Extrahierter Text |
Ich glaube, wir sollten alle mit etwas mehr Abgeklärtheit an Probleme wie die Nitrofen-Funde herangehen, da wir sonst der Landwirtschaft insgesamt schaden. Beim Nitrofen-Skandal wurde vor allem Eines wieder deutlich: Die Kontrollsysteme in Deutschland sind immer noch nicht aufeinander abgestimmt. Um eine erste Gewissheit zu erlangen, musste erst einmal herausgefunden werden, auf welche Art und Weise die betroffenen Futtermittel bisher untersucht worden waren, was entsprechende Zeit gekostet hat. In Schleswig-Holstein wäre das Nitrofen in der Lebensmittelkontrolle und auch in der Futtermittelkontrolle aufgefallen, weil entsprechende Testverfahren angewandt werden. Andere Schadstoffe wiederum können möglicherweise bei uns nicht gefunden werden, sind dafür aber in anderen Bundesländern im jeweiligen Testverfahren enthalten.
Wir werden mit Sicherheit keine hundertprozentige Sicherheit vor allen Gefahrstoffen erhalten können, aber die Testverfahren sollten nach Möglichkeit bundeseinheitlich sein, um Zeit zu gewinnen.

Aufgabenstellung 1 | Geben Sie die nachstehende Auflistung von ihrem Anfang bis einschließlich der Zeile mit „positive clicks: (401, 445)“ unverändert wieder.

Quelleninformationen |
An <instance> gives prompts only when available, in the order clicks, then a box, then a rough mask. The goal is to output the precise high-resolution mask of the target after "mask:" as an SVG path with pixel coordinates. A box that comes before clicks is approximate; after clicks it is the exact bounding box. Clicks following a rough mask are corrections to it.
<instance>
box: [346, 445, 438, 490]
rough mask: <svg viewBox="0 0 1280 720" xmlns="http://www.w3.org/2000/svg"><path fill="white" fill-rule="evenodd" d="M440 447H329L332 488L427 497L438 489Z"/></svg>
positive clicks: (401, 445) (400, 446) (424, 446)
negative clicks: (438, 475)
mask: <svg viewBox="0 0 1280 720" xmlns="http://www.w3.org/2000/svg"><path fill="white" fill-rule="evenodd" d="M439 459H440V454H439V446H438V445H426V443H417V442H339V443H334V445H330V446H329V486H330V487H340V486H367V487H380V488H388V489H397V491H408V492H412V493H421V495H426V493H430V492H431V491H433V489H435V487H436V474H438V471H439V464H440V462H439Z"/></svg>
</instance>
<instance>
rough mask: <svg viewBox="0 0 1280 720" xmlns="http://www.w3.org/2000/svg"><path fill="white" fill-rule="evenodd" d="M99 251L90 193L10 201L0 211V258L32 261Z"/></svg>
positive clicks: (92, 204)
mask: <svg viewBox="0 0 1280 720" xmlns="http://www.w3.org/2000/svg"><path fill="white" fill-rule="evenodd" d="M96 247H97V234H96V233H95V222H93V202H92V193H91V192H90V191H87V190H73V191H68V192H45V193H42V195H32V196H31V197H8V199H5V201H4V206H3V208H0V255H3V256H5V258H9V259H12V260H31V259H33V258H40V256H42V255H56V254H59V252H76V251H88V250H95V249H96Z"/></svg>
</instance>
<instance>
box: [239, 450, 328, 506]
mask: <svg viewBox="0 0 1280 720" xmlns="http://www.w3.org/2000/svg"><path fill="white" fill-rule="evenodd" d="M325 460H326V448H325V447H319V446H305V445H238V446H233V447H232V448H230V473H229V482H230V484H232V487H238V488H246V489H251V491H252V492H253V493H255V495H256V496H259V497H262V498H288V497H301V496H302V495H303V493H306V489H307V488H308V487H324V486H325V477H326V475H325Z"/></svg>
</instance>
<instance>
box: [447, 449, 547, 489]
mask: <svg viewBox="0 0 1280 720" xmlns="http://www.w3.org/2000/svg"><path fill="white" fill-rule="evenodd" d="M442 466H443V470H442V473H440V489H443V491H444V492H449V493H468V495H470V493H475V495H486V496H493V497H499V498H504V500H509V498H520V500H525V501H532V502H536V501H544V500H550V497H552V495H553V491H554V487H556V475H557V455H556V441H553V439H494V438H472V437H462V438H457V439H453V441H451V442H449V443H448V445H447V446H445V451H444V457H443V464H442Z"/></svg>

Aufgabenstellung 2 | Übertragen Sie aus dem Text zum Nitrofen-Skandal die Passage von „Wir werden mit“ bis einschließlich „Zeit zu gewinnen.“ wortgetreu.

Antwortfeld 1 |
An <instance> gives prompts only when available, in the order clicks, then a box, then a rough mask. The goal is to output the precise high-resolution mask of the target after "mask:" as an SVG path with pixel coordinates. A box that comes before clicks is approximate; after clicks it is the exact bounding box. Clicks following a rough mask are corrections to it.
<instance>
box: [346, 445, 438, 490]
rough mask: <svg viewBox="0 0 1280 720" xmlns="http://www.w3.org/2000/svg"><path fill="white" fill-rule="evenodd" d="M440 447H329L332 488L427 497L438 489Z"/></svg>
positive clicks: (401, 445) (400, 446) (424, 446)

Antwortfeld 2 |
Wir werden mit Sicherheit keine hundertprozentige Sicherheit vor allen Gefahrstoffen erhalten können, aber die Testverfahren sollten nach Möglichkeit bundeseinheitlich sein, um Zeit zu gewinnen.